#### [Exercise goal]
Check each statement against the biography of Hans-Joachim Voth below, answering yes or no and quoting the words of the biography that decide it. (a) Voth has been Scientific Director of the UBS Center for Economics in Society since 2017. (b) Voth held a visiting professorship at Stanford in 2001-02. (c) At McKinsey, Voth served clients in the energy sector.

#### [Extract]
Hans-Joachim Voth (born March 31, 1968) is a German economic historian. He joined the University of Zurich economics faculty in 2014 and has been the Scientific Director of the UBS Center for Economics in Society since 2017. In 2022, he was elected as a Fellow of the Econometric Society.

Early life and education
Voth studied at Bonn and Freiburg Universities, before receiving an M.Sc. at Oxford University in 1996.  After a stint at the European University Institute in Florence, he graduated with a Ph.D. from Nuffield College, Oxford, in 1996. His dissertation won both the Alexander Gerschenkron Prize for best dissertation in international economic history from the Economic History Association (EHA) in 1996 and the 1999 Gino Luzzatto Prize for best dissertation by the European Historical Economics Society (EHES).

Career
Voth was a Research Fellow at Clare College, Cambridge, from 1995 to 1996. He started to work at the international management consultancy McKinsey in 1996, serving clients in the financial sector. After a visiting professorship at the Stanford Economics Department (1997/98), Voth joined Pompeu Fabra University in 1998. Since 2003, Voth was a full professor of economics at Pompeu Fabra University. He was also a Research Professor at ICREA, the Catalan Institution for Research and Advanced Studies. and a Research Affiliate at CREI. In 2001-02 and 2002-03, he was a visiting professor at the Economics Department, MIT. In 2014, he left UPF to become a professor of macroeconomics and financial markets at the University of Zurich.

#### [Dataset records]
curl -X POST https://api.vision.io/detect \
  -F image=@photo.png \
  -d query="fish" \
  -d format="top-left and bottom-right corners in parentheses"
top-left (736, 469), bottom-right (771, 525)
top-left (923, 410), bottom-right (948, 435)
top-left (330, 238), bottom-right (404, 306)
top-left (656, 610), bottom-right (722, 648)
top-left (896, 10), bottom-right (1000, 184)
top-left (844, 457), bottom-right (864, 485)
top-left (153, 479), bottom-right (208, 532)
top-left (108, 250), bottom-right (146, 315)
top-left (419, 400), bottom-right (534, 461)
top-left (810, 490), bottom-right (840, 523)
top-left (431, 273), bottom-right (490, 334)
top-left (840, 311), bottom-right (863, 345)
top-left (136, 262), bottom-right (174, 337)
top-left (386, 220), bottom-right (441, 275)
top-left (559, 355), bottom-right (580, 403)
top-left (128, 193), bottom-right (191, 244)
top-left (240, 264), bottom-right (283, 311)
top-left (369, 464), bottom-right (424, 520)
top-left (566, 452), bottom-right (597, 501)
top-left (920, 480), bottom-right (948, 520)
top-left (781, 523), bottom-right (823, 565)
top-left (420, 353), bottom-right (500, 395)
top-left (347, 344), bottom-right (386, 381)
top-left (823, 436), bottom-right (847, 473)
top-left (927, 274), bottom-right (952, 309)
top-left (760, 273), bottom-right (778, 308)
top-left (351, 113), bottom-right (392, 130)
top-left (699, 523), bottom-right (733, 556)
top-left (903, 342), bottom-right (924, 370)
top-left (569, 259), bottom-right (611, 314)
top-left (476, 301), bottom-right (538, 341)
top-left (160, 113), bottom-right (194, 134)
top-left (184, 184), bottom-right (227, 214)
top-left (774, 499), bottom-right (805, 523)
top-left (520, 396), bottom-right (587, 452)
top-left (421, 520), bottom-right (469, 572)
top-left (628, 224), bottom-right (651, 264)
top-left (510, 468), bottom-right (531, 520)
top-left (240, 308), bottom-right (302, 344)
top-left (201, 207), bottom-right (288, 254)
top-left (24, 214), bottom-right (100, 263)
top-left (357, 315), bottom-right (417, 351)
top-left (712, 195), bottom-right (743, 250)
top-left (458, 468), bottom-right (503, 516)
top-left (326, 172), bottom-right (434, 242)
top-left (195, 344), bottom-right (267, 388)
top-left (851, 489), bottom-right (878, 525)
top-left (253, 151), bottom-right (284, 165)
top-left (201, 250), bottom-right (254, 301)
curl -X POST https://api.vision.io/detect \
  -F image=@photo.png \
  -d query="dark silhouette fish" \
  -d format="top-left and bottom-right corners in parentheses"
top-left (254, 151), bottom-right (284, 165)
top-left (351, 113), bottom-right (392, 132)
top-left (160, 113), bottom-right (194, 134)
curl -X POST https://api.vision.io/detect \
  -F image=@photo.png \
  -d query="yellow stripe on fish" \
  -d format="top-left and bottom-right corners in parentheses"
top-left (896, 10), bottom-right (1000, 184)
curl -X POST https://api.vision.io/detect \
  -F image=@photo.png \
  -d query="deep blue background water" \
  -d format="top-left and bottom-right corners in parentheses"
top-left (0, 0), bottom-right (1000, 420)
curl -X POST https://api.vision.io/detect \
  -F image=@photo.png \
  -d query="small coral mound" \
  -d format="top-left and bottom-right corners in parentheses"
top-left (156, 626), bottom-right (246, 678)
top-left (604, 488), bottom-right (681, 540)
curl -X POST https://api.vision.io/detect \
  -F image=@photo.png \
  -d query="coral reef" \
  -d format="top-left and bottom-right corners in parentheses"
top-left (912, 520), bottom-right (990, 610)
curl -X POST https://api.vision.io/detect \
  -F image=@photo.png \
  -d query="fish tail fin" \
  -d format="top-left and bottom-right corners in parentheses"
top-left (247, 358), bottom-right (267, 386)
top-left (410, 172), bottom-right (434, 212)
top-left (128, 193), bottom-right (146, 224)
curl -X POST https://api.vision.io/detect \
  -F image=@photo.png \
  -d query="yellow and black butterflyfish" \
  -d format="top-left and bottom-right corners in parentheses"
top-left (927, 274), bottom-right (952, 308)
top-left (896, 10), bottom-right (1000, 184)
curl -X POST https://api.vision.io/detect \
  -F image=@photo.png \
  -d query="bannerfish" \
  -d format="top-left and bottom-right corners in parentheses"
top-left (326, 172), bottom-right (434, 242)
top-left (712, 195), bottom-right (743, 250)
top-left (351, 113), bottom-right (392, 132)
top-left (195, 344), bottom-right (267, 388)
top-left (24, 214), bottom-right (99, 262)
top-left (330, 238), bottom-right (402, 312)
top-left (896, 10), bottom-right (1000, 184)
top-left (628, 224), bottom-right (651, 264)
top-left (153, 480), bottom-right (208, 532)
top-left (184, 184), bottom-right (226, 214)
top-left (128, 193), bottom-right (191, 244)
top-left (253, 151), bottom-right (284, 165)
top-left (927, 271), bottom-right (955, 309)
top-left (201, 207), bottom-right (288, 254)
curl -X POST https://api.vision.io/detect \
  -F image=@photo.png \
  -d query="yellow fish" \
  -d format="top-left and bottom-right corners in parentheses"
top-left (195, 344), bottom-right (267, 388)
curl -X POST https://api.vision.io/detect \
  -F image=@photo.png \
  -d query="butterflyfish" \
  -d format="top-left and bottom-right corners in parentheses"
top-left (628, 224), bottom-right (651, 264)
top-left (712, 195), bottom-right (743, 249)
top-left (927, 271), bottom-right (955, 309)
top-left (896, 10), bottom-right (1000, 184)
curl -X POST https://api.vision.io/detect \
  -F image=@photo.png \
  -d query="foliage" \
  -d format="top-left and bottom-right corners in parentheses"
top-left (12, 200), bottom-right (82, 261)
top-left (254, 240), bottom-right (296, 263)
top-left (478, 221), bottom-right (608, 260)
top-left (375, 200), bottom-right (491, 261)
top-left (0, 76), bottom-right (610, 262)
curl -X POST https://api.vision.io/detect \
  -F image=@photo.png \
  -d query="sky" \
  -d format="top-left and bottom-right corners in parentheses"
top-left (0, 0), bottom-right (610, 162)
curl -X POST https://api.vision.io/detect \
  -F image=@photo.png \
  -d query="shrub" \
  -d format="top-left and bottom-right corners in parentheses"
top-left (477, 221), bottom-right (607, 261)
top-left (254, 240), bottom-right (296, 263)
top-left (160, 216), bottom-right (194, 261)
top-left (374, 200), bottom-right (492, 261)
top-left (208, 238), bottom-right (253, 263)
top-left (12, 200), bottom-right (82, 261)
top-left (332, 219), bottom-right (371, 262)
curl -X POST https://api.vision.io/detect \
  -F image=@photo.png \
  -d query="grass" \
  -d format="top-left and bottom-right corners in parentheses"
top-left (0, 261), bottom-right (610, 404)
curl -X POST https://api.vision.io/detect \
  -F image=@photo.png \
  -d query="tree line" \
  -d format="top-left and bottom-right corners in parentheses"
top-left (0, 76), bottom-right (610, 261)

#### [Result below]
(a) Yes: "has been the Scientific Director of the UBS Center for Economics in Society since 2017"
(b) No: "In 2001-02 and 2002-03, he was a visiting professor at the Economics Department, MIT."
(c) No: "serving clients in the financial sector"